Scotland’s energy rip-off continues unabated, and its impact on Scotland is merciless. GB Energy is to put up a plaque on an office in Aberdeen whilst Scottish pensioners can’t afford to put on the heating. Oil continues to boost the UK coffers as a senior British business figure calls Scottish renewables “a golden ticket for UK growth”.

But as Scottish pensioners freeze, Scottish industry’s being devastated, and workers are being made redundant.

Despite worthless pre-election promises from Scottish Labour, and in the face of inaction from the SNP, the lights will soon go out on Grangemouth refinery, devastating central Scotland and leaving this land as the only major oil-producing nation lacking a refining capacity.

Worsening that, a redundancy process has started at Alexander Dennis Ltd in Camelon, makers of electric and hydrogen buses – just what should be springing from the renewable energy bounty, as industry and jobs boom in Scotland. But no. Instead, it’s very existence is threatened, and workers sent to join their Grangemouth neighbours on the dole.

This is the Great Energy Triple Whammy. Our natural resources are exploited, yet industry and jobs are lacking or leaving and the end product is unaffordable to many in the land that is blessed with it.

Grangemouth embodies that for oil, but now Alexander Dennis is filling the same role for renewables. On and off our shores turbines are turning and the opportunities are huge. It should be “a golden ticket” for Scotland. Cheap and clean energy enticing business, creating jobs, all as energy is affordable.

→ **Source material**
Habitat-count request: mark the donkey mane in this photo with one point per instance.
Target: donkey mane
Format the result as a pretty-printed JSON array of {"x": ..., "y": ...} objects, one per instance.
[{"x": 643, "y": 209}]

→ **Task requirements**
A: According to the passage on Scotland's energy, what does Alexander Dennis Ltd make?
B: Retype the part of the passage on Scotland's energy starting at "Grangemouth embodies that" and ending at "energy is affordable.", keeping every word and punctuation mark unchanged.

→ **Results for the exercise**
A: Electric and hydrogen buses.

B:
Grangemouth embodies that for oil, but now Alexander Dennis is filling the same role for renewables. On and off our shores turbines are turning and the opportunities are huge. It should be “a golden ticket” for Scotland. Cheap and clean energy enticing business, creating jobs, all as energy is affordable.